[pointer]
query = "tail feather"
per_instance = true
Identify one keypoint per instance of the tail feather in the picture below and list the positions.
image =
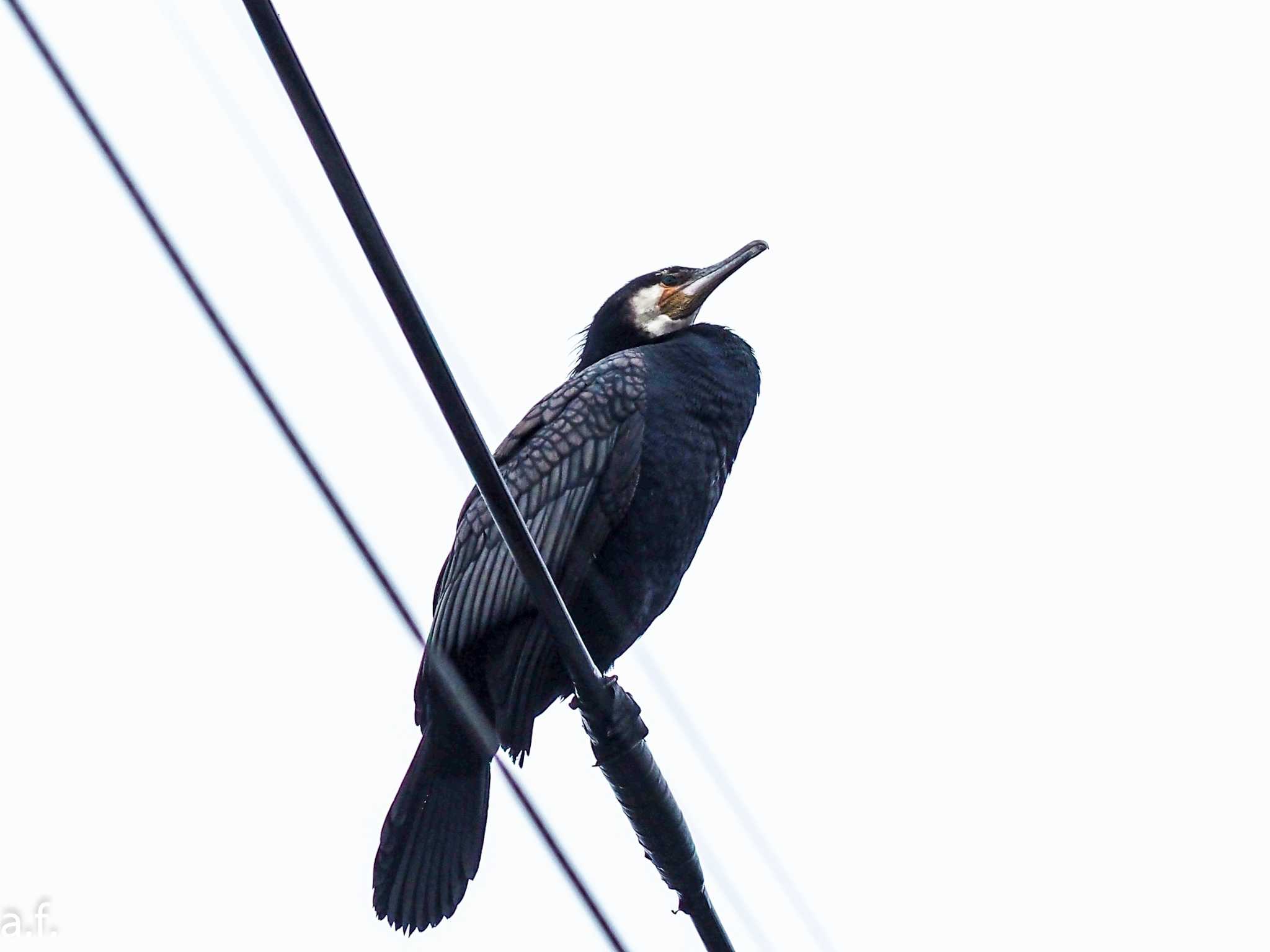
(431, 843)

-=-=-=-=-

_What is required_
Reproduce the items above verbatim, omitting the pictures.

_Finished task_
[pointer]
query = "tail feather"
per_instance = true
Identify one keypoint per instance of the tail feather in the picture below and list the positions.
image =
(431, 843)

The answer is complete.